Requirements - Turn the records into a numbered list, starting at the line containing "Each instance of the road" and ending with the last line of the records, both included. Leave out any blank lines and every line before that starting point.

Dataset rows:
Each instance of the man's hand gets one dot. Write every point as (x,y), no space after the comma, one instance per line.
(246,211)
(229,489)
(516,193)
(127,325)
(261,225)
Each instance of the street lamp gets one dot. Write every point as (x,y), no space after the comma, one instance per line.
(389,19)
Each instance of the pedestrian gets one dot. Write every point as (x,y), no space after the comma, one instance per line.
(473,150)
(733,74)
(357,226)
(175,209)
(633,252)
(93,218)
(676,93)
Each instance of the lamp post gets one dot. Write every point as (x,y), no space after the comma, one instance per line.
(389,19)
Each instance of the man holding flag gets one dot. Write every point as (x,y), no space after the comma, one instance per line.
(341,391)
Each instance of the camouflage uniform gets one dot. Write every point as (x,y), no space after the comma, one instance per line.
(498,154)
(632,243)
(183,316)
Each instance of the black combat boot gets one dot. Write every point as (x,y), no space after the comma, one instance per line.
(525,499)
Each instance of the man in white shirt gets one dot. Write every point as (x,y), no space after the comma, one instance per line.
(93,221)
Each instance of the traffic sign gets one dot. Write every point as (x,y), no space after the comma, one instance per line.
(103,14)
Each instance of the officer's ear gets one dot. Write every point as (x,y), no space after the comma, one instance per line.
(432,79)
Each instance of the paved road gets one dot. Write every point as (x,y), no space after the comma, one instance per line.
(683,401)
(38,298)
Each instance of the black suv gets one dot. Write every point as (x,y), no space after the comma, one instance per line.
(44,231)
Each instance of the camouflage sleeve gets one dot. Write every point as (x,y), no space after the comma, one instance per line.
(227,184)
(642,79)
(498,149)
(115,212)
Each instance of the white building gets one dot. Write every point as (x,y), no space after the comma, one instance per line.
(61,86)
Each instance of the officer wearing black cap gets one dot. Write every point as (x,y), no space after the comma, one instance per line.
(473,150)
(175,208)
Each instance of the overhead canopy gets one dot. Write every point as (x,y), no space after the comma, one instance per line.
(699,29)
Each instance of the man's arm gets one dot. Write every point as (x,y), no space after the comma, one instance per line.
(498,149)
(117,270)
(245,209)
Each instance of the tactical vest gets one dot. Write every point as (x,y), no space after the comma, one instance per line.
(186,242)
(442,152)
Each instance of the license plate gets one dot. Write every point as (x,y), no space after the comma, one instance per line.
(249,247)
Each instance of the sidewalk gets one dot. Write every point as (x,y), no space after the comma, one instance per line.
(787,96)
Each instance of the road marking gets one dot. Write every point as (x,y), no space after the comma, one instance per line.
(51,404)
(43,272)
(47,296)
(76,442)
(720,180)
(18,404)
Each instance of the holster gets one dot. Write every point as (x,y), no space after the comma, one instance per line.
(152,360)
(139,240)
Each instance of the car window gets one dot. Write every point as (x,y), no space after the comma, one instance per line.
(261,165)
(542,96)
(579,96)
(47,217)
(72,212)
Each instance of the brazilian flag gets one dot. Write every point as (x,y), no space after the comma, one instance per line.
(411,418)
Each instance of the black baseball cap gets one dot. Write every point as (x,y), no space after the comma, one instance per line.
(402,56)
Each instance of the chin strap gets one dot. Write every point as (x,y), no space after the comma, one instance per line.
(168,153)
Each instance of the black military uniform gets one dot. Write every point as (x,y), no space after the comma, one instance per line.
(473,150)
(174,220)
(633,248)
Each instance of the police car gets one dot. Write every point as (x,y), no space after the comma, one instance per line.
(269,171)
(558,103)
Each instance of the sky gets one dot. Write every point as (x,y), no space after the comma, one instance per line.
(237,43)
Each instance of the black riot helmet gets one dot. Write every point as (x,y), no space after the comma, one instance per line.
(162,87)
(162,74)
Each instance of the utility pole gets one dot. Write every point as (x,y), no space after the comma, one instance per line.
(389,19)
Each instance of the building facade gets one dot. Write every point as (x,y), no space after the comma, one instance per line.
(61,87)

Written answer -
1. Each instance of the road marking gets one dot. Write every point as (x,y), no space after the comma, one instance per line.
2. (51,404)
3. (43,272)
4. (47,296)
5. (76,442)
6. (720,180)
7. (18,404)
8. Each instance of the holster gets one dot. Write every point as (x,y), no space after the comma, one instance per line.
9. (152,360)
10. (139,240)
11. Each instance of the car window gets one dot. Write every point as (x,y), no space after the comma, one instance per line.
12. (261,165)
13. (542,96)
14. (579,96)
15. (47,217)
16. (72,212)
17. Each instance of the brazilian flag gets one dot. Write every point as (x,y), no space after the comma, one instance per line.
18. (411,418)
19. Each instance of the black baseball cap gets one dot. Write every point as (x,y), no space after the comma, one instance per line.
20. (402,56)
21. Each instance of the chin strap gets one dot. Write every point as (x,y), no space after the comma, one instance per line.
22. (168,153)
23. Each instance of the black military uniform gets one dot. Write every point as (x,y), no space after the comma, one instance per line.
24. (473,150)
25. (174,220)
26. (633,248)
27. Each instance of the police car gets one dot. Write every point as (x,y), no space after the comma, one instance per line.
28. (269,171)
29. (558,103)
30. Each instance of the sky gets one dot. Write every point as (x,y), no space after the comma, one instance per line.
31. (237,43)
32. Each instance of the black riot helmet gets one dot. Write every point as (x,y), no space after the comma, one instance per line.
33. (162,87)
34. (162,74)
35. Each instance of the utility pole gets one dot. Write every point as (x,y), no space after the comma, one instance per line.
36. (389,19)
37. Each instance of the building facade gets one dot. Write every point as (x,y), no space after the comma, one instance per line.
38. (61,87)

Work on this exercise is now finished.